On April 2, 2026, a cross-session data leak via the OpenCode Zen provider caused another user's session payload to be streamed into my local agent session and executed. The leaked payload contained a project named "NEXUS ROOT LAB". I registered this GitHub namespace immediately — the routing failure that caused this may have exposed that session to multiple unknown recipients, and I wanted to ensure the affected party had a way to find out what happened and who saw it.
This repository is the formal public disclosure of the vulnerability and a contact point for anyone affected.
To the owner of the NEXUS ROOT LAB project: Your session data — including your project structure, design specifications, and prompt instructions — was leaked to at least one other user's machine without your knowledge. You are a victim of this incident. I registered this namespace in good faith so you could find it. If you want to know what was captured, coordinate on this disclosure, or simply make contact, please open an issue on this repository.
No responsible disclosure channel was identified for Anomaly Innovations Inc. / OpenCode Zen. This repository also serves as the formal public disclosure of the underlying vulnerability.

DATA UNDER STUDY:
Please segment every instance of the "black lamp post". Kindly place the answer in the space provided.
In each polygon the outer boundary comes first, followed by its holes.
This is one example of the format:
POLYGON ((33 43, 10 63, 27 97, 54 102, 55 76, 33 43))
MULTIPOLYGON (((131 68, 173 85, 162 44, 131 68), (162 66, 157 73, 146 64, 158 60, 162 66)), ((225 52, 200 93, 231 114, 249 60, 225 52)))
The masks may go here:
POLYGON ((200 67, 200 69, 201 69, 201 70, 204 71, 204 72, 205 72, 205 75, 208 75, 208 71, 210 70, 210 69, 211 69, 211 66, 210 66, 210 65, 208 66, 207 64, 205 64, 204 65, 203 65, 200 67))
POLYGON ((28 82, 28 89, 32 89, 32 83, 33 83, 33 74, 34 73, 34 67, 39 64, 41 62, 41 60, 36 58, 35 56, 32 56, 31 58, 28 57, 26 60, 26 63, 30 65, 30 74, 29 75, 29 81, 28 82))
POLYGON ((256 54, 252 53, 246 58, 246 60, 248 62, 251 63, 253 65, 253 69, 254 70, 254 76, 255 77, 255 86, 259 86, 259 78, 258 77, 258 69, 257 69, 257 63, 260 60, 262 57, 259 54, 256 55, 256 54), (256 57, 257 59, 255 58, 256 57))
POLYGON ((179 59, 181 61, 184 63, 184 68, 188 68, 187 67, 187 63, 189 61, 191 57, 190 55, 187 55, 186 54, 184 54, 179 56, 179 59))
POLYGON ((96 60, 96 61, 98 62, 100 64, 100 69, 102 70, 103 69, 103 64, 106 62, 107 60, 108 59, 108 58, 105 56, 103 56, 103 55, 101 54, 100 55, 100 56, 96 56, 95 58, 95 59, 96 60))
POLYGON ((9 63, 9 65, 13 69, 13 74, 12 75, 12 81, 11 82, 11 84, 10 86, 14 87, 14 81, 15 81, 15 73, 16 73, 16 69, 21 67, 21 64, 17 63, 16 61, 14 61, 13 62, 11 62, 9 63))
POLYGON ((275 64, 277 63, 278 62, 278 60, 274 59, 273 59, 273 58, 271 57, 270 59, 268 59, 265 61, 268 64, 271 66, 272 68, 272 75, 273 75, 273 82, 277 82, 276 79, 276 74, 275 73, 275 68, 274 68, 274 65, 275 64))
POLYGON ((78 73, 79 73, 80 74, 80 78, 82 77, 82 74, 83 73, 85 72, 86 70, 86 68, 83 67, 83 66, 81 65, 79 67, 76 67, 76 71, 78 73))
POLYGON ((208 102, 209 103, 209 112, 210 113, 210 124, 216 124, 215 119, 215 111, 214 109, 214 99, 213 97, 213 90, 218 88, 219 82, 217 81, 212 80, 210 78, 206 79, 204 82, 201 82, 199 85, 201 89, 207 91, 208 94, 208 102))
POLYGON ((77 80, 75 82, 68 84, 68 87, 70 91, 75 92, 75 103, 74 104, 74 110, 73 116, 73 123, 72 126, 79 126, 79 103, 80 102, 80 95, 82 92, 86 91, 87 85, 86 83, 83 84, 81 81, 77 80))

* * *

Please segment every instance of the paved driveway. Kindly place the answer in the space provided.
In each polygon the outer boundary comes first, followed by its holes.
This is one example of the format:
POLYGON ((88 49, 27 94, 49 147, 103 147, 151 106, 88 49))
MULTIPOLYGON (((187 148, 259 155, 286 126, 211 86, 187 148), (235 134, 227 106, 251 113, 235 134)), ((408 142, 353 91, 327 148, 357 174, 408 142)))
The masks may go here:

EXERCISE TASKS:
1) Summarize the disclosure notice about the OpenCode Zen session leak in two sentences.
2) Write the next part of the disclosure notice about the OpenCode Zen session leak, picking up after its final sentence.

SOLVED TASKS:
1) On April 2, 2026, a cross-session data leak through the OpenCode Zen provider streamed another user's session payload, which contained a project named "NEXUS ROOT LAB", into the writer's local agent session, where it was executed. The writer registered this GitHub namespace as the formal public disclosure of the vulnerability and as a contact point, invited the project's owner to open an issue, and noted that no responsible disclosure channel was identified for Anomaly Innovations Inc. / OpenCode Zen.

2)
On April 2, 2026, a critical security and privacy vulnerability was observed while utilizing the mimo-v2-pro-free model via the OpenCode Zen provider (maintained by Anomaly Innovations Inc.). During a routine local development task, the OpenCode agent suffered a severe context collapse, overriding the user's local prompt with instructions and code payloads originating from a completely different tenant's session.
To forensically capture and verify this anomaly, the user explicitly permitted the agent to write the foreign payload to a local directory. This incident demonstrates a severe Tenant Isolation Failure (Cross-Session Data Leakage) at the API gateway layer, resulting in the plaintext exposure of the LLM's response to another user's session — revealing their project structure, design specifications, and prompt intent.
The output the LLM generated from the leaked payload is preserved as a forensic artifact at: https://github.com/nexusrootlab/website
| Field | Value |
|---|---|
| Date of Incident | April 2, 2026 |
| Provider Component | OpenCode Zen (API Gateway / Multiplexer) |
| Model | MiMo V2 Pro Free (mimo-v2-pro-free) |
| Session ID | [REDACTED — present in full in session.log] |
| Client Tool | OpenCode CLI (running locally via tmux) |
| Initial Local Target | [REDACTED_WORKSPACE_PATH] |
The user initiated a session to generate Go code for a local CLI project. The agent correctly ingested local files and successfully generated and saved the target file.
Immediately after the successful file write, the agent's internal thought process completely fractured. It began processing a web development task intended for another user on the platform.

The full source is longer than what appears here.